TEXT EXTRACT:
GCHQ with the assistance of telcos and probably level 3 intercepted the data transferred between global datacenters and the legal justification was that those datacenters are located outside the US.

> However, since their servers are no longer hosted in the US or the EU, they're no longer protected by US or EU laws! So congratulations, Clipperz! You've accomplished the double whammy of not improving your legal situation at home while simultaneously increasing the threat to your servers! Now the NSA, British Intelligence, and various other US and EU government agencies can legally hack your servers, and the data they recover can legally be used in any US or EU court even without a warrant and despite the illegal means by which the data was obtained. Congratulations!

AFAIK the NSA can and will legally capture and analyze data in US-based servers and networks if the data relates to non US citizens. Admittedly, keeping American users' data in the US could keep the NSA from analyzing it, but they're still allowed (or so they claim) to capture all data in US soil.

> was the subject of massive fraud in Italy due to its recent decision to accept (only) Bitcoins

Can you elaborate please? What's the fraud angle?

DIRECTIVE A: Copy the records starting at the line that contains "blue jeans, one" and ending at the end of the records, swapping every "Solution" for "Answer" and changing nothing else.
The text and the records come from different sources.

RECORD SET:
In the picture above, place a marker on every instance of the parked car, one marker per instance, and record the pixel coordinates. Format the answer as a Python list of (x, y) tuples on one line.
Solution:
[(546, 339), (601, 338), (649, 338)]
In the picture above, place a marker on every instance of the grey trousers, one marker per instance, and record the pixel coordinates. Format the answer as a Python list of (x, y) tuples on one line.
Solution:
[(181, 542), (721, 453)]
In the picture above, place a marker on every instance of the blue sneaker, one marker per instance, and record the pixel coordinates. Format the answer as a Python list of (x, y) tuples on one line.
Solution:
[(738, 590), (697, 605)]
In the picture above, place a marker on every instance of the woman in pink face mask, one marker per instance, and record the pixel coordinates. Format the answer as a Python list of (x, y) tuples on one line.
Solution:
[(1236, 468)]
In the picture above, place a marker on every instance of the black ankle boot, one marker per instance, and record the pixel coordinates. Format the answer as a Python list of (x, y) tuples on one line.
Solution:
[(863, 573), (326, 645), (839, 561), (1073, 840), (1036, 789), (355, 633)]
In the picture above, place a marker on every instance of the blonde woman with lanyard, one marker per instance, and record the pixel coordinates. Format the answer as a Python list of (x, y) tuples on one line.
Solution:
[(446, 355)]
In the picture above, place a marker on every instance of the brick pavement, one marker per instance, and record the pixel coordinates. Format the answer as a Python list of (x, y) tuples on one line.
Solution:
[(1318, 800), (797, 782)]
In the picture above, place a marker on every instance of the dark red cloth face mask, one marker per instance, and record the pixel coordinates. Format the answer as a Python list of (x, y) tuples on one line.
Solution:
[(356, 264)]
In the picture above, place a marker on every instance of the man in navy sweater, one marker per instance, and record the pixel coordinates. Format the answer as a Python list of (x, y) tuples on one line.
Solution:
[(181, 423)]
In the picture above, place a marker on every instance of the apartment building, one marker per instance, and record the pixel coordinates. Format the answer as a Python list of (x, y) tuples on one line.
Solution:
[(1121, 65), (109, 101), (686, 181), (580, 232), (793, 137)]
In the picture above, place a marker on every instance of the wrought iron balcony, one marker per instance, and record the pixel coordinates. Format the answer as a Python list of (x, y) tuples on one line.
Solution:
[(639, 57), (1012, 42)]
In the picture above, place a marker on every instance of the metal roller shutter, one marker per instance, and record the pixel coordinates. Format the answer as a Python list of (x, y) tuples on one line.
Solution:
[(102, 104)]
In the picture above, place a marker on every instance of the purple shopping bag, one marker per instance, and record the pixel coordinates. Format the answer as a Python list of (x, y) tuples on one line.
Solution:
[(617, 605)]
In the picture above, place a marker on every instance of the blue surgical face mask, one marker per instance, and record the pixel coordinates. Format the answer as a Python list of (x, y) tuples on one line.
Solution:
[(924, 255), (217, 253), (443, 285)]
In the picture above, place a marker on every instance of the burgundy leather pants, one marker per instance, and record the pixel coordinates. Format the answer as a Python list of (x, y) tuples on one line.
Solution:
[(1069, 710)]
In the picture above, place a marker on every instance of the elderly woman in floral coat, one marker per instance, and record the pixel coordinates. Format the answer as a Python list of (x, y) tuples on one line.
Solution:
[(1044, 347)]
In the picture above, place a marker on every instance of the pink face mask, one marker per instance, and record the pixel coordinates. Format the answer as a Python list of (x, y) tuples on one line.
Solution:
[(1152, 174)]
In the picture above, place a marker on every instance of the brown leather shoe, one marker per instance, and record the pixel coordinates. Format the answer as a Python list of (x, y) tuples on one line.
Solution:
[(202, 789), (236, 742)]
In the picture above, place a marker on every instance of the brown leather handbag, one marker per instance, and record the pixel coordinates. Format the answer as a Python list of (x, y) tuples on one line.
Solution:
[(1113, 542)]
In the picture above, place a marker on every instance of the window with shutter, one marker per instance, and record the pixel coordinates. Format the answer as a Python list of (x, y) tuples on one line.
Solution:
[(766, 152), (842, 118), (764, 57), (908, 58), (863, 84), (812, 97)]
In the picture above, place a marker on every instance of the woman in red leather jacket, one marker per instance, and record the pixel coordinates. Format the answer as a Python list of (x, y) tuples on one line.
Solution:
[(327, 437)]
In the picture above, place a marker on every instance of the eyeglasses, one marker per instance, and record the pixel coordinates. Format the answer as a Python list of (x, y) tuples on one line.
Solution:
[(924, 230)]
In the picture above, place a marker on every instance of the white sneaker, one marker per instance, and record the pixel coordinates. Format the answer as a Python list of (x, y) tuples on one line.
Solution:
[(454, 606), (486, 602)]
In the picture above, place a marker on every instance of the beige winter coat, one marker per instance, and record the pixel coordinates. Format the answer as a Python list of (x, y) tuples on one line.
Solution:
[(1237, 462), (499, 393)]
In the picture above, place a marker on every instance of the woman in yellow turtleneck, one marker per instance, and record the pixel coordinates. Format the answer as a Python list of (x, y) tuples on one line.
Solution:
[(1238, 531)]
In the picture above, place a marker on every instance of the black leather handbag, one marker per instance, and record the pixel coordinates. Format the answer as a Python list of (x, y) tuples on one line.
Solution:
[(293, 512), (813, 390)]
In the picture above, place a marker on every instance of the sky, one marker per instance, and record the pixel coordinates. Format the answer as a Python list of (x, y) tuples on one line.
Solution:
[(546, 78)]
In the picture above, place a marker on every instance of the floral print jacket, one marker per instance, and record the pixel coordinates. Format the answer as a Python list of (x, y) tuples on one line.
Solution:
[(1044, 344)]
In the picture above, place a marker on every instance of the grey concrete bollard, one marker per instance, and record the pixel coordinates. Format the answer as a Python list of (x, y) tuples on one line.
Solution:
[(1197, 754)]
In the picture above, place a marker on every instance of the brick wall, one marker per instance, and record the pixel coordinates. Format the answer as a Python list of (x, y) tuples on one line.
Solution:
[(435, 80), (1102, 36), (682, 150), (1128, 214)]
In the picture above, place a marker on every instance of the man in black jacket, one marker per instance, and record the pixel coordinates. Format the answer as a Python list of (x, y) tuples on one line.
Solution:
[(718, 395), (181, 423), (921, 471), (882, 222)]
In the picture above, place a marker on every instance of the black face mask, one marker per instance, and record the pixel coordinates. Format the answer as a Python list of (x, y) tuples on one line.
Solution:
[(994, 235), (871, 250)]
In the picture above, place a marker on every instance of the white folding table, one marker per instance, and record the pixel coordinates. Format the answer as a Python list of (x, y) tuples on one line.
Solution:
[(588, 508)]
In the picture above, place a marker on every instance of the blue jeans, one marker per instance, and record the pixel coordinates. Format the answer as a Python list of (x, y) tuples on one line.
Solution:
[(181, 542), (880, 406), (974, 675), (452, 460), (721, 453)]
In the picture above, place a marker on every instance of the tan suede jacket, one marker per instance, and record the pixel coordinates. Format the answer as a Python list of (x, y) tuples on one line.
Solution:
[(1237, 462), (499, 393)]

DIRECTIVE B: In the text on government surveillance, what legal justification was given for intercepting the data transferred between global datacenters?

EXERCISE ANSWER A:
In the picture above, place a marker on every instance of the blue jeans, one marker per instance, and record the pixel coordinates. Format the answer as a Python list of (x, y) tuples on one line.
Answer:
[(181, 542), (880, 406), (974, 675), (452, 460), (721, 453)]
In the picture above, place a marker on every instance of the tan suede jacket, one marker per instance, and record the pixel coordinates. Format the answer as a Python list of (x, y) tuples on one line.
Answer:
[(1237, 462), (499, 393)]

EXERCISE ANSWER B: The justification was that those datacenters are located outside the US.